# WHAT YOU HAVE TO DO
In the lines below, from the start through the line containing "64 383 L 60", change "outline" to "boundary" and give that part again with nothing else altered and the pictures left out.
#### MATERIAL FOR THIS TASK ####
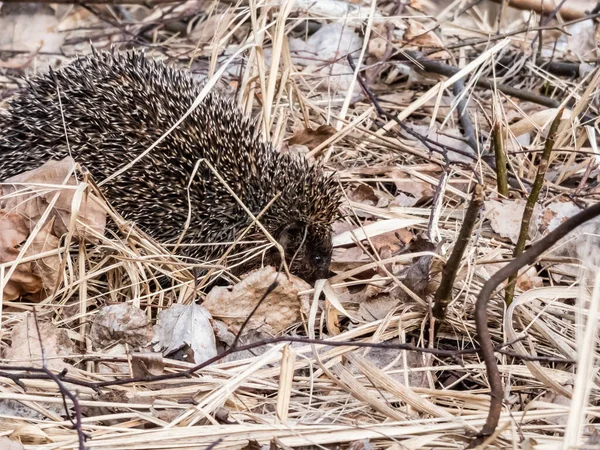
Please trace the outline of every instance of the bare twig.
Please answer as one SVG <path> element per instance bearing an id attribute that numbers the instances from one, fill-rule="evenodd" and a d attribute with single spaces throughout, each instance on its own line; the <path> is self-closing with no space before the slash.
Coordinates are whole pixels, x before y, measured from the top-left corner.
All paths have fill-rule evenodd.
<path id="1" fill-rule="evenodd" d="M 475 304 L 475 325 L 477 327 L 479 344 L 481 345 L 481 353 L 488 373 L 491 401 L 485 425 L 479 432 L 477 438 L 471 443 L 470 448 L 479 445 L 487 436 L 490 436 L 494 433 L 496 427 L 498 426 L 500 413 L 502 411 L 502 379 L 500 372 L 498 371 L 498 364 L 496 363 L 496 358 L 494 356 L 494 346 L 492 345 L 492 336 L 487 323 L 487 307 L 490 296 L 498 287 L 498 285 L 500 285 L 500 283 L 502 283 L 506 278 L 516 274 L 521 267 L 535 262 L 535 260 L 542 253 L 556 244 L 560 239 L 565 237 L 579 225 L 593 219 L 598 215 L 600 215 L 600 203 L 584 209 L 579 214 L 569 218 L 546 237 L 535 242 L 525 253 L 519 255 L 494 275 L 492 275 L 479 292 L 477 303 Z"/>
<path id="2" fill-rule="evenodd" d="M 64 383 L 60 380 L 60 378 L 56 374 L 52 373 L 52 371 L 48 369 L 48 366 L 46 364 L 46 352 L 44 350 L 44 344 L 42 343 L 42 333 L 40 331 L 40 325 L 37 320 L 37 312 L 36 312 L 35 307 L 33 308 L 33 321 L 35 323 L 35 329 L 37 331 L 38 340 L 39 340 L 39 344 L 40 344 L 40 352 L 42 354 L 42 371 L 48 376 L 48 378 L 50 378 L 52 381 L 54 381 L 56 383 L 56 385 L 58 386 L 60 394 L 63 397 L 65 414 L 67 415 L 67 418 L 73 424 L 73 428 L 75 429 L 75 431 L 77 431 L 77 439 L 79 441 L 79 450 L 85 450 L 86 436 L 85 436 L 85 434 L 83 432 L 83 428 L 81 426 L 81 423 L 82 423 L 81 422 L 81 418 L 82 418 L 81 405 L 79 404 L 79 400 L 77 400 L 77 397 L 75 396 L 75 394 L 73 394 L 64 385 Z M 66 373 L 66 371 L 64 373 Z M 73 403 L 73 409 L 75 411 L 75 420 L 73 420 L 73 418 L 71 417 L 71 413 L 69 412 L 69 408 L 67 406 L 67 401 L 66 401 L 65 397 L 69 397 L 69 399 Z"/>
<path id="3" fill-rule="evenodd" d="M 499 118 L 497 118 L 492 128 L 492 145 L 494 146 L 494 155 L 496 156 L 496 183 L 498 185 L 498 194 L 508 197 L 506 155 L 504 154 L 502 129 L 500 127 Z"/>
<path id="4" fill-rule="evenodd" d="M 458 233 L 458 237 L 456 238 L 456 244 L 452 249 L 448 261 L 444 265 L 440 286 L 437 291 L 435 291 L 433 316 L 437 321 L 441 322 L 444 320 L 446 307 L 448 306 L 448 303 L 450 303 L 452 297 L 452 287 L 456 280 L 456 274 L 458 273 L 463 254 L 471 239 L 481 205 L 483 205 L 483 186 L 477 184 L 473 190 L 469 207 L 465 213 L 465 219 Z"/>
<path id="5" fill-rule="evenodd" d="M 492 0 L 496 3 L 502 3 L 503 0 Z M 565 3 L 565 2 L 563 2 Z M 577 3 L 570 2 L 569 6 L 562 6 L 560 8 L 560 15 L 564 20 L 580 19 L 586 16 L 585 9 L 577 7 Z M 575 6 L 573 5 L 575 3 Z M 517 9 L 531 10 L 538 14 L 552 14 L 554 11 L 553 2 L 544 0 L 509 0 L 509 6 Z M 583 4 L 583 3 L 582 3 Z M 554 13 L 556 14 L 556 12 Z"/>
<path id="6" fill-rule="evenodd" d="M 523 211 L 523 218 L 521 219 L 521 229 L 519 231 L 519 237 L 517 238 L 517 244 L 515 245 L 515 250 L 513 252 L 513 256 L 516 258 L 525 250 L 525 244 L 527 243 L 527 239 L 529 237 L 529 224 L 531 222 L 531 217 L 533 216 L 533 208 L 538 201 L 540 196 L 540 192 L 544 187 L 544 179 L 546 177 L 546 171 L 548 170 L 548 165 L 550 163 L 550 154 L 552 153 L 552 149 L 554 148 L 554 140 L 556 137 L 556 132 L 558 130 L 558 126 L 560 125 L 560 119 L 562 118 L 564 112 L 564 108 L 561 108 L 558 111 L 558 114 L 552 121 L 552 125 L 550 125 L 550 130 L 548 131 L 548 136 L 546 137 L 546 142 L 544 144 L 544 151 L 542 152 L 542 156 L 540 159 L 540 163 L 537 168 L 537 173 L 535 175 L 535 179 L 533 181 L 533 186 L 531 187 L 531 192 L 527 197 L 527 203 L 525 204 L 525 210 Z M 517 279 L 516 274 L 511 276 L 508 281 L 508 285 L 506 286 L 506 295 L 505 300 L 506 304 L 510 305 L 515 295 L 515 281 Z"/>

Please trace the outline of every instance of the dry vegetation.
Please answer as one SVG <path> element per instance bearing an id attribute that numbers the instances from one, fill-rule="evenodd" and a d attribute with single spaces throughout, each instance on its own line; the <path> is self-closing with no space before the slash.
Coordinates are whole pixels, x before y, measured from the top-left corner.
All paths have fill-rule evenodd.
<path id="1" fill-rule="evenodd" d="M 145 48 L 236 95 L 282 151 L 336 170 L 346 198 L 336 275 L 314 289 L 280 280 L 243 326 L 273 271 L 221 300 L 223 291 L 204 289 L 221 262 L 196 276 L 197 266 L 116 214 L 94 180 L 64 182 L 71 166 L 58 180 L 22 180 L 40 199 L 26 221 L 14 209 L 24 191 L 5 188 L 0 206 L 13 215 L 0 218 L 0 448 L 83 448 L 82 434 L 86 448 L 119 450 L 468 446 L 490 407 L 477 295 L 515 247 L 599 195 L 595 5 L 508 3 L 4 3 L 3 99 L 23 74 L 87 53 L 90 41 Z M 104 218 L 113 231 L 103 234 Z M 493 343 L 507 344 L 496 353 L 500 421 L 484 446 L 598 445 L 600 261 L 596 228 L 583 230 L 523 269 L 514 297 L 502 288 L 490 299 Z M 446 261 L 451 289 L 436 294 Z M 432 327 L 434 297 L 441 320 Z M 214 361 L 201 368 L 189 352 L 185 362 L 163 346 L 163 357 L 149 345 L 159 313 L 200 299 L 229 327 L 217 341 L 231 345 L 244 328 L 239 345 L 296 342 L 208 350 Z M 217 327 L 190 314 L 158 322 Z M 362 346 L 335 345 L 348 341 Z"/>

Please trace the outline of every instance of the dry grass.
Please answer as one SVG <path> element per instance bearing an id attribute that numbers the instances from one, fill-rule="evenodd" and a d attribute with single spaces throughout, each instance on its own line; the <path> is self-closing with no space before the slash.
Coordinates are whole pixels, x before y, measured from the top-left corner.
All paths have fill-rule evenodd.
<path id="1" fill-rule="evenodd" d="M 385 38 L 377 14 L 387 15 L 393 10 L 377 3 L 373 0 L 361 5 L 362 32 L 371 39 Z M 457 8 L 458 4 L 462 7 L 465 2 L 453 2 L 446 12 L 438 10 L 435 2 L 421 3 L 427 14 L 405 10 L 410 19 L 395 20 L 420 23 L 426 30 L 437 25 L 440 39 L 448 46 L 461 39 L 494 36 L 495 21 L 486 19 L 489 11 L 483 7 L 474 8 L 469 21 L 461 22 L 453 19 L 450 8 Z M 215 3 L 201 11 L 190 8 L 183 13 L 205 21 L 206 27 L 211 24 L 214 28 L 210 36 L 192 42 L 162 27 L 150 35 L 156 44 L 149 52 L 167 55 L 206 75 L 209 88 L 235 92 L 240 105 L 260 118 L 264 135 L 277 146 L 303 127 L 333 125 L 336 133 L 308 155 L 338 171 L 347 194 L 344 221 L 348 226 L 377 222 L 393 235 L 398 222 L 390 219 L 409 220 L 413 223 L 409 227 L 413 236 L 422 234 L 441 242 L 438 249 L 409 248 L 408 253 L 385 254 L 372 239 L 363 241 L 362 260 L 334 261 L 339 272 L 330 280 L 331 286 L 325 286 L 327 301 L 313 301 L 298 330 L 304 330 L 311 338 L 337 341 L 414 342 L 450 350 L 477 346 L 474 300 L 492 273 L 492 264 L 510 259 L 513 249 L 509 240 L 490 227 L 489 211 L 482 212 L 461 262 L 453 301 L 438 339 L 428 344 L 424 333 L 429 323 L 431 285 L 435 287 L 439 272 L 436 261 L 445 260 L 452 250 L 478 179 L 484 182 L 486 198 L 497 196 L 494 171 L 478 155 L 467 164 L 447 166 L 439 154 L 430 154 L 410 136 L 386 133 L 384 130 L 398 128 L 393 122 L 378 127 L 373 105 L 364 98 L 355 101 L 352 89 L 340 88 L 335 76 L 302 72 L 294 63 L 286 36 L 292 30 L 300 35 L 298 25 L 308 26 L 307 19 L 322 19 L 318 16 L 322 13 L 302 12 L 293 6 L 293 1 L 283 0 L 277 5 L 252 1 L 250 6 L 244 2 Z M 170 13 L 170 8 L 156 8 L 152 20 L 158 20 L 160 11 L 167 17 L 176 15 Z M 135 12 L 136 8 L 131 10 Z M 147 14 L 142 14 L 141 25 L 128 27 L 130 33 L 139 32 L 144 20 L 150 20 Z M 355 20 L 350 16 L 348 23 Z M 101 24 L 90 16 L 86 20 Z M 507 19 L 502 27 L 503 32 L 519 28 L 509 25 Z M 117 37 L 130 37 L 106 23 L 100 30 L 110 37 L 98 37 L 94 43 L 99 45 Z M 82 44 L 77 39 L 82 34 L 85 35 L 82 30 L 71 32 L 71 42 L 63 45 L 65 51 L 78 50 Z M 500 90 L 477 89 L 474 83 L 478 78 L 491 76 L 496 70 L 493 62 L 507 55 L 509 49 L 526 47 L 535 36 L 537 33 L 530 32 L 499 39 L 489 46 L 478 46 L 477 52 L 468 52 L 468 48 L 454 50 L 461 70 L 450 79 L 442 77 L 438 82 L 432 76 L 414 84 L 406 82 L 392 68 L 373 81 L 372 88 L 386 111 L 411 125 L 437 124 L 441 136 L 446 131 L 460 130 L 457 100 L 450 91 L 454 81 L 464 78 L 464 96 L 470 101 L 477 133 L 485 136 L 483 142 L 489 146 L 491 125 L 500 121 L 506 130 L 505 143 L 509 144 L 509 167 L 526 184 L 535 177 L 537 167 L 531 151 L 543 147 L 544 130 L 553 115 L 542 117 L 542 108 L 519 102 Z M 374 62 L 368 58 L 367 40 L 354 53 L 354 59 L 359 68 L 367 66 L 370 70 Z M 340 57 L 345 62 L 345 55 Z M 321 64 L 327 67 L 329 62 Z M 587 179 L 581 186 L 577 184 L 588 167 L 597 178 L 597 148 L 590 146 L 589 141 L 585 143 L 589 147 L 583 146 L 584 137 L 595 140 L 596 129 L 586 128 L 573 118 L 582 111 L 595 114 L 599 72 L 572 81 L 558 78 L 531 61 L 523 60 L 521 64 L 535 76 L 513 75 L 514 68 L 509 68 L 502 75 L 504 79 L 498 81 L 524 90 L 545 85 L 548 95 L 560 90 L 565 95 L 557 98 L 571 96 L 576 100 L 570 118 L 559 128 L 555 146 L 558 150 L 553 153 L 550 167 L 552 176 L 546 180 L 540 203 L 575 199 L 580 206 L 591 204 L 596 191 Z M 357 72 L 352 73 L 349 66 L 346 69 L 351 75 L 350 87 L 357 86 Z M 517 143 L 511 134 L 517 123 L 531 130 L 529 144 Z M 439 187 L 443 169 L 447 170 L 447 183 Z M 439 200 L 429 199 L 413 206 L 392 204 L 396 194 L 390 186 L 406 183 L 407 179 L 413 184 L 428 185 L 431 192 L 437 190 Z M 359 199 L 354 194 L 358 187 L 375 195 L 378 203 Z M 572 197 L 574 193 L 578 197 Z M 194 293 L 198 281 L 194 279 L 194 267 L 169 256 L 108 206 L 107 210 L 110 221 L 118 224 L 121 231 L 96 236 L 99 244 L 87 249 L 73 250 L 67 238 L 59 249 L 63 282 L 55 292 L 35 303 L 0 301 L 0 351 L 11 345 L 11 330 L 35 306 L 39 317 L 51 319 L 67 330 L 68 336 L 85 351 L 85 357 L 62 356 L 73 366 L 71 376 L 87 382 L 128 377 L 126 365 L 119 366 L 123 369 L 119 376 L 106 374 L 103 367 L 115 366 L 116 362 L 100 362 L 107 354 L 91 347 L 87 335 L 97 307 L 127 301 L 155 317 L 161 309 L 174 303 L 190 303 L 196 295 L 202 295 Z M 434 221 L 430 220 L 432 214 Z M 502 292 L 493 299 L 489 324 L 496 343 L 521 338 L 507 349 L 532 356 L 574 359 L 578 364 L 523 362 L 499 354 L 505 403 L 497 433 L 486 445 L 553 449 L 569 448 L 590 439 L 593 422 L 600 414 L 595 369 L 600 288 L 596 258 L 593 250 L 588 253 L 591 257 L 587 259 L 550 254 L 535 266 L 542 277 L 542 287 L 525 292 L 517 289 L 515 301 L 508 308 L 503 306 Z M 336 255 L 341 258 L 341 254 Z M 398 269 L 408 266 L 414 258 L 428 255 L 433 257 L 433 263 L 427 266 L 432 273 L 430 285 L 415 292 L 398 275 Z M 0 275 L 5 277 L 11 266 L 1 264 Z M 157 287 L 156 278 L 165 275 L 173 280 L 170 289 Z M 200 284 L 205 282 L 200 280 Z M 318 285 L 318 289 L 322 287 Z M 390 298 L 399 301 L 392 302 L 393 307 L 384 311 L 382 317 L 367 319 L 361 305 L 375 308 L 370 303 L 372 296 L 387 302 Z M 276 344 L 257 355 L 244 356 L 245 359 L 213 364 L 191 378 L 109 386 L 101 392 L 69 385 L 83 408 L 82 427 L 91 437 L 88 447 L 247 449 L 259 448 L 249 444 L 257 441 L 260 445 L 274 442 L 272 448 L 281 449 L 337 448 L 335 445 L 347 448 L 354 441 L 368 439 L 374 448 L 381 449 L 462 448 L 469 436 L 482 427 L 489 406 L 487 374 L 476 354 L 453 359 L 407 351 Z M 120 362 L 127 359 L 122 355 L 116 358 Z M 23 363 L 6 359 L 1 362 Z M 167 373 L 189 367 L 184 362 L 165 360 Z M 0 377 L 0 436 L 19 439 L 26 449 L 78 448 L 77 435 L 65 420 L 57 385 L 49 380 L 23 383 L 26 390 Z M 18 402 L 19 407 L 8 400 Z M 2 409 L 2 405 L 6 408 Z M 228 412 L 228 424 L 223 423 L 224 411 Z"/>

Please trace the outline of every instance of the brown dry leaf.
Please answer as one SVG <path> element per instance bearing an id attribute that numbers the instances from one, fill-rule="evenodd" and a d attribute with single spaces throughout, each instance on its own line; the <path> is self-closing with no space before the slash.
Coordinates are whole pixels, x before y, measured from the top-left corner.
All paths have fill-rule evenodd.
<path id="1" fill-rule="evenodd" d="M 437 34 L 431 30 L 431 27 L 427 27 L 416 20 L 408 21 L 408 28 L 404 32 L 404 42 L 408 46 L 421 48 L 444 47 L 444 43 Z"/>
<path id="2" fill-rule="evenodd" d="M 36 327 L 33 314 L 26 314 L 25 320 L 12 329 L 12 343 L 10 348 L 6 349 L 5 359 L 14 365 L 42 367 L 40 348 L 40 342 L 42 342 L 48 369 L 55 372 L 60 372 L 65 368 L 71 369 L 72 366 L 60 358 L 60 356 L 72 356 L 79 353 L 67 331 L 56 328 L 50 322 L 39 320 L 38 327 Z"/>
<path id="3" fill-rule="evenodd" d="M 375 194 L 375 190 L 366 184 L 361 184 L 355 189 L 348 192 L 348 199 L 366 205 L 375 206 L 379 203 L 379 197 Z"/>
<path id="4" fill-rule="evenodd" d="M 350 442 L 348 450 L 375 450 L 375 444 L 372 444 L 369 439 L 361 439 Z"/>
<path id="5" fill-rule="evenodd" d="M 42 253 L 57 250 L 60 241 L 56 236 L 50 234 L 54 220 L 46 223 L 42 229 L 36 234 L 31 242 L 31 245 L 25 252 L 25 256 L 40 255 Z M 58 283 L 60 258 L 58 253 L 44 258 L 38 258 L 31 263 L 32 274 L 42 280 L 42 286 L 46 290 L 52 290 Z"/>
<path id="6" fill-rule="evenodd" d="M 397 297 L 390 295 L 381 295 L 373 299 L 367 299 L 361 302 L 358 307 L 358 316 L 366 322 L 384 319 L 390 311 L 400 304 Z"/>
<path id="7" fill-rule="evenodd" d="M 152 325 L 146 314 L 127 303 L 101 308 L 90 329 L 90 339 L 97 349 L 116 343 L 145 347 L 152 340 L 152 335 Z"/>
<path id="8" fill-rule="evenodd" d="M 48 204 L 52 201 L 59 190 L 43 186 L 31 186 L 25 189 L 23 184 L 44 184 L 75 186 L 77 181 L 72 175 L 65 183 L 67 175 L 72 171 L 75 161 L 66 157 L 60 161 L 48 161 L 41 167 L 33 169 L 3 182 L 2 207 L 11 212 L 22 214 L 31 223 L 35 224 L 46 211 Z M 73 213 L 73 198 L 75 189 L 60 189 L 58 201 L 50 217 L 55 217 L 53 234 L 62 236 L 67 233 Z M 94 229 L 98 234 L 104 234 L 106 226 L 106 212 L 100 206 L 100 201 L 92 194 L 84 194 L 79 211 L 77 211 L 78 222 L 82 222 Z M 77 223 L 75 236 L 81 238 L 86 235 L 85 227 Z"/>
<path id="9" fill-rule="evenodd" d="M 59 240 L 49 233 L 53 222 L 50 220 L 38 231 L 23 257 L 58 249 Z M 24 217 L 0 210 L 0 263 L 17 259 L 20 245 L 28 237 L 28 230 L 29 227 Z M 20 263 L 4 288 L 4 298 L 14 300 L 22 295 L 54 289 L 58 283 L 59 268 L 58 254 Z"/>
<path id="10" fill-rule="evenodd" d="M 215 330 L 204 306 L 175 304 L 161 311 L 154 326 L 154 350 L 195 364 L 217 355 Z"/>
<path id="11" fill-rule="evenodd" d="M 0 263 L 14 261 L 19 255 L 18 247 L 29 234 L 23 216 L 0 210 Z M 15 300 L 21 295 L 33 294 L 42 289 L 42 280 L 33 275 L 31 264 L 19 264 L 3 290 L 4 300 Z"/>
<path id="12" fill-rule="evenodd" d="M 257 270 L 233 287 L 213 288 L 202 306 L 219 317 L 230 329 L 239 329 L 263 297 L 267 288 L 277 276 L 273 267 Z M 311 286 L 298 277 L 277 277 L 278 286 L 271 292 L 250 319 L 246 330 L 261 330 L 262 333 L 276 335 L 300 318 L 300 298 L 298 292 Z"/>
<path id="13" fill-rule="evenodd" d="M 25 447 L 20 442 L 13 441 L 6 436 L 0 437 L 0 448 L 2 450 L 24 450 Z"/>
<path id="14" fill-rule="evenodd" d="M 495 263 L 495 264 L 485 264 L 482 266 L 481 270 L 484 270 L 488 276 L 494 275 L 497 271 L 499 271 L 502 267 L 504 267 L 507 263 Z M 502 282 L 500 284 L 500 288 L 504 288 L 506 282 Z M 517 278 L 517 289 L 522 292 L 528 291 L 530 289 L 539 288 L 544 286 L 544 279 L 537 274 L 537 270 L 534 266 L 528 268 L 525 272 L 522 272 Z"/>
<path id="15" fill-rule="evenodd" d="M 218 30 L 227 27 L 227 24 L 233 20 L 235 13 L 222 12 L 214 13 L 205 21 L 198 22 L 194 29 L 190 32 L 188 38 L 198 44 L 211 42 Z"/>
<path id="16" fill-rule="evenodd" d="M 312 150 L 336 133 L 336 129 L 331 125 L 321 125 L 316 130 L 305 128 L 295 133 L 288 141 L 289 145 L 305 145 Z"/>
<path id="17" fill-rule="evenodd" d="M 581 208 L 570 201 L 556 201 L 548 204 L 537 217 L 538 229 L 542 233 L 554 231 L 569 217 L 581 212 Z"/>
<path id="18" fill-rule="evenodd" d="M 160 353 L 133 353 L 131 368 L 134 377 L 145 377 L 162 374 L 165 364 Z"/>
<path id="19" fill-rule="evenodd" d="M 394 179 L 396 189 L 406 194 L 410 194 L 416 201 L 432 198 L 435 193 L 431 184 L 411 177 L 403 170 L 391 169 L 388 174 L 390 178 Z"/>
<path id="20" fill-rule="evenodd" d="M 19 424 L 14 428 L 14 431 L 10 433 L 10 438 L 14 439 L 13 442 L 18 441 L 28 445 L 43 445 L 52 442 L 50 437 L 39 427 L 32 424 Z M 23 447 L 8 447 L 10 448 L 23 448 Z M 0 449 L 5 450 L 6 447 L 2 446 L 0 441 Z"/>
<path id="21" fill-rule="evenodd" d="M 486 217 L 492 229 L 502 237 L 509 238 L 513 244 L 517 243 L 521 230 L 525 200 L 488 200 L 484 202 Z M 529 223 L 529 237 L 536 233 L 535 223 L 541 211 L 540 205 L 533 208 L 533 220 Z"/>
<path id="22" fill-rule="evenodd" d="M 60 17 L 47 4 L 10 4 L 0 9 L 0 45 L 6 51 L 60 52 L 65 34 Z"/>

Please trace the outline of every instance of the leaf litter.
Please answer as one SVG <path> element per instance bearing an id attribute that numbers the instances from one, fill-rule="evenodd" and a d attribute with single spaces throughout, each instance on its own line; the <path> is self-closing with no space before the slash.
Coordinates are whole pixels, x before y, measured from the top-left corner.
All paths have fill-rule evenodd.
<path id="1" fill-rule="evenodd" d="M 237 94 L 258 120 L 268 110 L 274 145 L 336 170 L 346 197 L 343 219 L 334 225 L 334 275 L 324 287 L 264 268 L 204 289 L 214 278 L 198 276 L 193 265 L 131 227 L 73 161 L 55 161 L 3 184 L 0 445 L 79 448 L 54 381 L 22 378 L 19 384 L 2 375 L 6 367 L 41 367 L 43 349 L 49 369 L 67 369 L 81 382 L 139 379 L 99 392 L 66 383 L 81 403 L 89 448 L 464 448 L 485 420 L 489 385 L 480 357 L 459 352 L 478 345 L 474 302 L 481 286 L 512 258 L 558 112 L 537 104 L 542 97 L 575 100 L 562 117 L 527 243 L 598 196 L 596 131 L 588 120 L 598 115 L 598 24 L 585 9 L 563 5 L 538 33 L 533 24 L 548 18 L 536 15 L 543 2 L 510 3 L 529 6 L 186 2 L 94 5 L 93 14 L 47 7 L 34 17 L 52 28 L 21 47 L 19 21 L 31 13 L 7 14 L 3 20 L 14 32 L 2 48 L 2 98 L 18 87 L 15 76 L 88 53 L 90 41 L 108 46 L 135 35 L 156 44 L 152 56 L 204 79 L 252 39 L 259 50 L 235 61 L 216 89 Z M 561 28 L 563 12 L 569 19 Z M 285 26 L 283 40 L 271 34 L 278 25 Z M 379 106 L 400 115 L 413 133 L 378 116 L 349 53 Z M 274 55 L 276 74 L 268 70 Z M 443 67 L 423 66 L 424 55 Z M 261 77 L 271 76 L 279 86 L 273 105 L 260 91 Z M 458 79 L 462 92 L 454 89 Z M 485 80 L 491 86 L 482 85 Z M 459 116 L 461 99 L 473 136 Z M 494 120 L 503 130 L 508 196 L 497 189 Z M 485 207 L 432 341 L 431 300 L 476 183 L 485 187 Z M 590 354 L 594 362 L 598 356 L 596 338 L 584 342 L 581 331 L 595 326 L 588 319 L 599 295 L 593 289 L 597 234 L 597 221 L 586 224 L 524 269 L 514 306 L 503 305 L 502 287 L 493 297 L 488 325 L 494 344 L 509 344 L 496 355 L 504 410 L 488 446 L 542 449 L 597 440 L 597 375 L 576 384 Z M 230 346 L 276 277 L 277 288 L 244 325 L 242 344 L 314 336 L 456 354 L 279 342 L 227 355 L 191 376 L 142 381 L 186 373 Z M 523 361 L 515 353 L 542 359 Z M 66 405 L 72 413 L 72 401 Z"/>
####
# EXERCISE RESULT
Please trace the boundary of every instance of the bare twig.
Please answer as one SVG <path> element per instance bearing an id attribute that numbers the instances from one, fill-rule="evenodd" and a d attribute with single spaces throughout, each instance on its own line; the <path> is self-closing with no space before the slash.
Coordinates are whole pixels, x before y, measured from the top-left corner.
All paths have fill-rule evenodd.
<path id="1" fill-rule="evenodd" d="M 475 304 L 475 325 L 477 327 L 479 344 L 481 345 L 481 353 L 488 373 L 491 401 L 485 425 L 479 432 L 477 438 L 471 443 L 470 448 L 479 445 L 487 436 L 490 436 L 494 433 L 496 427 L 498 426 L 500 413 L 502 411 L 502 379 L 500 372 L 498 371 L 498 364 L 496 363 L 496 358 L 494 356 L 494 346 L 492 345 L 492 336 L 487 323 L 487 307 L 490 296 L 498 287 L 498 285 L 500 285 L 500 283 L 502 283 L 506 278 L 516 274 L 521 267 L 535 262 L 535 260 L 542 253 L 556 244 L 560 239 L 565 237 L 579 225 L 593 219 L 598 215 L 600 215 L 600 203 L 584 209 L 579 214 L 569 218 L 546 237 L 535 242 L 525 253 L 519 255 L 494 275 L 492 275 L 479 292 L 477 303 Z"/>
<path id="2" fill-rule="evenodd" d="M 64 383 L 60 380 L 60 378 L 56 374 L 52 373 L 52 371 L 48 369 L 48 366 L 46 364 L 46 352 L 44 350 L 44 344 L 42 343 L 42 333 L 40 331 L 40 325 L 37 320 L 37 312 L 36 312 L 35 307 L 33 308 L 33 321 L 35 323 L 35 329 L 37 331 L 38 340 L 39 340 L 39 344 L 40 344 L 40 352 L 42 354 L 42 371 L 48 376 L 48 378 L 50 378 L 52 381 L 54 381 L 56 383 L 56 385 L 58 386 L 60 394 L 63 397 L 65 414 L 67 415 L 67 418 L 73 424 L 73 428 L 75 429 L 75 431 L 77 431 L 77 439 L 79 441 L 79 450 L 85 450 L 86 436 L 85 436 L 85 434 L 83 432 L 83 428 L 81 426 L 81 423 L 82 423 L 81 422 L 81 418 L 82 418 L 81 405 L 79 404 L 79 400 L 77 400 L 77 397 L 75 396 L 75 394 L 73 394 L 64 385 Z M 66 373 L 66 371 L 64 373 Z M 73 403 L 73 409 L 75 411 L 75 420 L 73 420 L 73 418 L 71 417 L 71 413 L 69 412 L 69 408 L 67 406 L 67 401 L 66 401 L 65 397 L 69 397 L 69 399 Z"/>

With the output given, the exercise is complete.